ANFORDERUNG A -> Auf welche Art von Netzteilen ist Joerg66 laut dem Forenauszug gerade gestoßen?
ANFORDERUNG B -> Wiederhole aus dem Forenauszug wortgetreu den Abschnitt von „Klar kannst du“ bis „Geräusche vermindern würde.“.

Das ist eigentlich eine andere Baustelle und hat m.E. so direkt mit dem Lüftergeräusch nichts zu tun.
Klar kannst du den Netzstrom messen und die Leistung ausrechnen. Allerdings weiß ich jetzt nicht, ob dir das wesentlich weiterhilft, da du so die primäre Netzleistung ermittelst.
Vielleicht kannst du auch mit Hilfe dieser Seite ("Wieviel Watt muß ein Netzteil haben?") eine *grobe Abschätzung* des Leistungsbedarfs deines PC machen, aber ob das ursächlich zur Verminderung des Lüfterlärms führt erscheint mir zweifelhaft.

Wikipedia: Ventilatorkennlinie


----------



## Joerg66 (6. Juni 2011)

Vielen Dank für dir ausführliche Antwort.
Mit einem passenderen, kleinerem Netzteil hoffe ich gar nicht mehr so viel Luftstrom zu benötigen, da ja nicht so viel Wärme erzeugt wird. Mit dem Effekt, das sich sich eben nicht mehr so viel Luft um die Ecken und Kanten schlängeln muß, was ja dann auch die Geräusche vermindern würde.
Aber ich habe auch gerade herausgefunden, das es da sog. SFX-Netzteile gibt, wo bei passender Ausführung auch die Luftaustritte übereinander liegen . . . . oder eben ein Lüfterloses . . . wenn ich schon mal wieder Geld in die Hand nehme.
So ein VDR ist ein Faß ohne Boden . . . .


----------

ERFASSTE DATEN ->
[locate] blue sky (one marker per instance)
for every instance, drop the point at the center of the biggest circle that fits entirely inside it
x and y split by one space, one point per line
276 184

ENDERGEBNIS A -> Auf sogenannte SFX-Netzteile.

ENDERGEBNIS B ->
Klar kannst du den Netzstrom messen und die Leistung ausrechnen. Allerdings weiß ich jetzt nicht, ob dir das wesentlich weiterhilft, da du so die primäre Netzleistung ermittelst.
Vielleicht kannst du auch mit Hilfe dieser Seite ("Wieviel Watt muß ein Netzteil haben?") eine *grobe Abschätzung* des Leistungsbedarfs deines PC machen, aber ob das ursächlich zur Verminderung des Lüfterlärms führt erscheint mir zweifelhaft.

Wikipedia: Ventilatorkennlinie


----------



## Joerg66 (6. Juni 2011)

Vielen Dank für dir ausführliche Antwort.
Mit einem passenderen, kleinerem Netzteil hoffe ich gar nicht mehr so viel Luftstrom zu benötigen, da ja nicht so viel Wärme erzeugt wird. Mit dem Effekt, das sich sich eben nicht mehr so viel Luft um die Ecken und Kanten schlängeln muß, was ja dann auch die Geräusche vermindern würde.